» **Assignment**
Give all of the data below again exactly, and drop the images.

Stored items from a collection
━━━━

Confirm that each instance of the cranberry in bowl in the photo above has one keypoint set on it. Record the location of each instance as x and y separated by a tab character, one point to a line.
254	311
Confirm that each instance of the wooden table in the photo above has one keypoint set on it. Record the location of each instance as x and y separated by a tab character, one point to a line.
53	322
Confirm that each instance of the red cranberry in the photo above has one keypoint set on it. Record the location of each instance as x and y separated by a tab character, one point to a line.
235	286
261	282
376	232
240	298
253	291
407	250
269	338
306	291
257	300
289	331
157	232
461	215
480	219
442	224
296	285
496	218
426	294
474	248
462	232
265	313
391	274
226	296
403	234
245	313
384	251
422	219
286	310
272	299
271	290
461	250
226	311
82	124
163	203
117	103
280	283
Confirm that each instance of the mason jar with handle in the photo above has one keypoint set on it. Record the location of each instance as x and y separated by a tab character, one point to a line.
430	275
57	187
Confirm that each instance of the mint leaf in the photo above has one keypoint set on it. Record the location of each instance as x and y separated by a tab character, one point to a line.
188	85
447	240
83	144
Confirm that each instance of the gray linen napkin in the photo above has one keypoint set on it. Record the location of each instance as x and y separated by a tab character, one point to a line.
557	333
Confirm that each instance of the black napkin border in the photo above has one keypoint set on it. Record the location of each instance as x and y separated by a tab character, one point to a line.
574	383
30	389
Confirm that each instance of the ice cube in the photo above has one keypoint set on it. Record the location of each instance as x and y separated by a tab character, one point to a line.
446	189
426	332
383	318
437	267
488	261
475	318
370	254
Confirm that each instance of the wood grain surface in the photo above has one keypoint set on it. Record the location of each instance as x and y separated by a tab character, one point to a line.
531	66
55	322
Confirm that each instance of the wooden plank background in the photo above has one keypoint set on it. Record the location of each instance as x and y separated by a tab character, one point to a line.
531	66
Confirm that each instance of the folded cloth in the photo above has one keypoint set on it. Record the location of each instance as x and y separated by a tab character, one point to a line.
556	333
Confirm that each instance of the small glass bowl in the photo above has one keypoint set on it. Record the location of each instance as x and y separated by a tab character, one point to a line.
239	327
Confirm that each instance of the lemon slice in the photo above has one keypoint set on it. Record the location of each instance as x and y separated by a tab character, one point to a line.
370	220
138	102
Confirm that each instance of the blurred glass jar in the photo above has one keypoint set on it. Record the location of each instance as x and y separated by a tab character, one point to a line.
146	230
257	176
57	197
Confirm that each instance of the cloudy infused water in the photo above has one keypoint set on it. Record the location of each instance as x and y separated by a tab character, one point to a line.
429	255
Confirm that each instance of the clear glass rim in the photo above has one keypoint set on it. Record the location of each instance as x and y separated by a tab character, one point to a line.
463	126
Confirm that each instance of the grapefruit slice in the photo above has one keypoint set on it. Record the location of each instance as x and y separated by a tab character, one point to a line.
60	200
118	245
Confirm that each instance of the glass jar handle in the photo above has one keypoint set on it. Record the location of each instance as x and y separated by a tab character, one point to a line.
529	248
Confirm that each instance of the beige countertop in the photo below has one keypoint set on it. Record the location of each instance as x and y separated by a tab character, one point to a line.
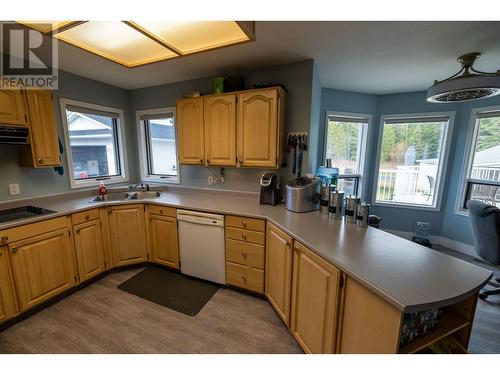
409	276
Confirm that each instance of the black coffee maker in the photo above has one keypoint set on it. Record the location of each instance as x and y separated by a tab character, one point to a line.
269	189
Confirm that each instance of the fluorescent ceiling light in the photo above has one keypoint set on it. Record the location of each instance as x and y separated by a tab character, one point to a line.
116	41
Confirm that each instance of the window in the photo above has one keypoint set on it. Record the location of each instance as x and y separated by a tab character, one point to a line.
94	143
483	172
411	159
158	147
345	147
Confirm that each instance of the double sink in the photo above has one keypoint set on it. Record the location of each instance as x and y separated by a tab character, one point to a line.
125	196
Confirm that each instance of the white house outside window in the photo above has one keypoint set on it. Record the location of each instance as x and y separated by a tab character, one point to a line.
482	180
411	160
94	143
345	147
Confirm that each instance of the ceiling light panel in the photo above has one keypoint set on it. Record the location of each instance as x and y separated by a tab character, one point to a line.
116	41
194	36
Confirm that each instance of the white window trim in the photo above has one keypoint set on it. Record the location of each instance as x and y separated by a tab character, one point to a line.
362	143
124	176
442	167
143	159
470	144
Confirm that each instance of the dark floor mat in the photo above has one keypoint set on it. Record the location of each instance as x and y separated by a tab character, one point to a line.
170	289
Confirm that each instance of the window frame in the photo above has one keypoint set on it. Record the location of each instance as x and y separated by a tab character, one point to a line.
442	166
468	160
144	148
120	139
361	156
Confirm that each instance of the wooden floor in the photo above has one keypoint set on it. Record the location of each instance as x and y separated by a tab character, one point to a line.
103	319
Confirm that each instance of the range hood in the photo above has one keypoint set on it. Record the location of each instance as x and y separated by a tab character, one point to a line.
15	135
467	84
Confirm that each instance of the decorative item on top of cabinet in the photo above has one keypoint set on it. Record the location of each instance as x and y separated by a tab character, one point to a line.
43	150
316	293
163	242
219	118
261	116
13	108
8	301
190	131
128	234
279	271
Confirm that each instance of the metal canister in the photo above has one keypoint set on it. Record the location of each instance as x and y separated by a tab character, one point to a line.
362	215
336	204
351	207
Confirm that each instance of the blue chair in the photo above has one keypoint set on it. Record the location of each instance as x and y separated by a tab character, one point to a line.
485	220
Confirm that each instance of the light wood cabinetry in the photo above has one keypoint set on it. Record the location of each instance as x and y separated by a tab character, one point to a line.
219	118
279	271
13	108
128	234
245	254
8	302
43	150
44	266
260	128
315	300
163	242
190	131
89	244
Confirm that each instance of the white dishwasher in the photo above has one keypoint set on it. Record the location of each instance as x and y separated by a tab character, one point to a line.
201	245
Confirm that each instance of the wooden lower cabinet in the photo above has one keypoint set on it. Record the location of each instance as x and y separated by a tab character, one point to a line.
128	234
163	242
89	249
8	303
279	271
315	301
43	266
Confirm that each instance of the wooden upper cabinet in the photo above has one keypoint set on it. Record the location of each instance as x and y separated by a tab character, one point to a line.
13	108
89	248
190	131
279	271
259	115
44	266
219	117
8	306
128	234
44	148
315	301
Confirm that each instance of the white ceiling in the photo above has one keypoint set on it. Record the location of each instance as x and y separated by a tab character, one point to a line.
369	57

━━━━

» **Exercise result**
Confirm that each instance of the cranberry in bowl in the photo above has one keypoint set on it. Record the location of each instance as x and y separated by a tab character, one point to a line.
254	311
Confirm that each instance of the wooden table in the photo above has one keypoint set on it. Record the location of each instance as x and y separated by a tab character, one point to a line.
53	322
Confirm that each instance of the red cranberry in the photo above has one keypoint set on it. Record the location of each instance as x and y separated by a tab character, one point to a line.
235	286
261	282
376	232
240	298
253	291
407	250
269	338
306	291
257	300
289	331
157	232
461	215
480	219
442	224
296	285
496	218
426	294
474	248
462	232
265	313
391	274
226	296
403	234
245	313
384	251
422	219
286	310
272	299
271	290
461	250
226	311
82	124
163	203
117	103
280	283
Confirm that each instance of the mason jar with handle in the photo above has one keypoint set on it. Record the location of each instance as x and y separated by a tab character, one point to a line.
430	275
57	187
Confirm that each instance of the mint leaf in the photo above has one keypoint set on it. Record the location of each instance as x and y separated by a tab character, one point to a line.
188	85
447	240
83	144
Confirm that each instance of the gray linen napkin in the photo above has one keypoint set on it. Record the location of each instance as x and y separated by a tab character, one point to a line.
557	333
Confirm that each instance of the black napkin border in the photo above has one keypoint set on it. Record the location of each instance as x and y separated by a tab character, one point to a line.
574	383
30	389
Confirm that each instance of the ice cube in the photo above has one keypoint set on it. Record the location of each instance as x and y separated by a tab character, one point to a line.
446	189
426	332
383	318
437	267
488	261
475	318
370	254
Confirm that each instance of the wood grain surface in the photo above has one keypoint set on it. Record the location of each instance as x and y separated by a tab character, one point to a line.
531	66
55	322
Confirm that each instance of the wooden plank background in the photo above has one keypoint set on it. Record the location of each instance as x and y separated by a tab character, one point to a line.
531	66
Confirm that each instance of the folded cloth in the photo above has one keypoint set on it. Record the location of each instance as x and y separated by a tab character, one point to a line.
556	333
Confirm that each instance of the small glass bowl in the photo above has one keypoint set on it. Record the location of each instance as x and y separated by a tab character, one point to a line.
239	327
Confirm that each instance of the lemon slice in the photo above has one keypoint set on it. Record the location of each instance as x and y separated by a tab character, one point to a line.
370	220
138	102
Confirm that each instance of the blurred glass jar in the photo above has one keypoint set on it. Record the location of each instance as x and y separated by a tab character, one point to a line.
146	230
257	176
57	197
Confirm that each instance of the cloudy infused water in the photo above has one keypoint set on it. Record the location of each instance as x and y separated by a tab character, one point to a line.
429	255
Confirm that each instance of the clear glass rim in the photo above has one keypoint set on it. Record the location of each instance as x and y separated by a tab character, one point to a line.
463	126
Confirm that each instance of the grapefruit slice in the photo above has one keypoint set on it. Record the location of each instance as x and y separated by a tab character, one point to a line.
60	200
118	245
Confirm that each instance of the glass jar handle in the photo above has one keypoint set on it. Record the location of each instance as x and y separated by a tab character, one point to a line.
529	248
Confirm that each instance of the beige countertop in the photo below has one keypoint set on it. Record the location of each instance as x and y separated by a tab character, one point to a line.
409	276
Confirm that each instance of the black coffee maker in the photo above has one keypoint set on it. Record the location of each instance as x and y separated by a tab character, one point to a line.
269	189
Confirm that each instance of the fluorescent ceiling light in the photo above has one keypoint set on it. Record the location of each instance as x and y separated by a tab character, one point to a line.
116	41
Confirm that each instance of the window in the photo above has one keypoint set on it. Record the location of each instance as x and y separated by a tab character, one point to a line.
94	143
483	172
411	159
158	147
345	147
Confirm that each instance of the double sink in the photo above has one keypoint set on it. Record the location of each instance as x and y separated by a tab character, one point to a line.
125	196
Confirm that each instance of the white house outside window in the photo above has one keypoint set on it. Record the location of each instance as x and y separated by a tab character, one point to a line.
482	180
411	160
94	143
345	147
Confirm that each instance of the ceiling light panel in the photo above has one keypoint set on it. Record the location of each instance as x and y separated by a tab character, one point to a line.
116	41
194	36
Confirm that each instance of the white window trim in the photo above has one keypoint set on it. Record the location of each instance as x and y separated by a tab character, one point to a line.
362	143
124	176
442	167
143	159
470	144
Confirm that each instance of the dark floor mat in the photo above has one keypoint set on it. Record the location of each instance as x and y separated by a tab character, one point to a line.
170	289
Confirm that each instance of the window frame in the photo above has one keypoint set on it. Record the location of each instance as x and y separated by a tab character, one point to a line.
442	166
468	160
144	148
120	139
361	156
Confirm that each instance of the wooden floor in the photo above has one keypoint set on it. Record the location of each instance as x and y separated by a tab character, one point to a line.
103	319
Confirm that each instance of the range hood in the photo above has one keypoint set on it. Record the location of each instance as x and y separated by a tab character, one point to a line.
15	135
467	84
Confirm that each instance of the decorative item on top of cabinet in the photo above has one keypoint set on it. Record the location of each instance as x and y separated by a tab character, one point to a line.
43	150
316	293
163	242
219	118
261	116
13	108
8	301
190	131
128	234
279	271
Confirm that each instance of the metal canister in the photo above has one keypoint set on it. Record the location of each instance as x and y separated by a tab character, one point to a line.
362	215
336	204
351	207
Confirm that each instance of the blue chair in the photo above has one keypoint set on it. Record the location of each instance as x and y separated by a tab character, one point to a line.
485	220
Confirm that each instance of the light wood cabinetry in the photo above has one keypoint set on it. Record the location of each instance as x and y separated by a tab character, one point to a line.
219	118
279	271
13	108
128	234
245	254
8	302
43	150
44	266
260	128
315	300
163	242
190	131
89	244
Confirm that each instance of the white dishwasher in the photo above has one keypoint set on it. Record the location of each instance as x and y separated by a tab character, one point to a line.
201	245
Confirm that each instance of the wooden lower cabinet in the photo above has one keypoint set on it. Record the location of each instance as x and y separated by a tab character, one point to a line.
128	234
163	242
89	249
8	303
279	271
315	301
43	266
Confirm that each instance of the wooden upper cabinet in the photo above has one keypoint set on it. Record the location of each instance as x and y separated by a tab character, one point to a line.
13	108
89	248
190	131
279	271
259	115
44	266
219	117
8	306
128	234
44	148
315	301
Confirm that each instance of the white ceiling in the photo above has one keypoint set on it. Record the location of each instance as x and y separated by a tab character, one point to a line.
369	57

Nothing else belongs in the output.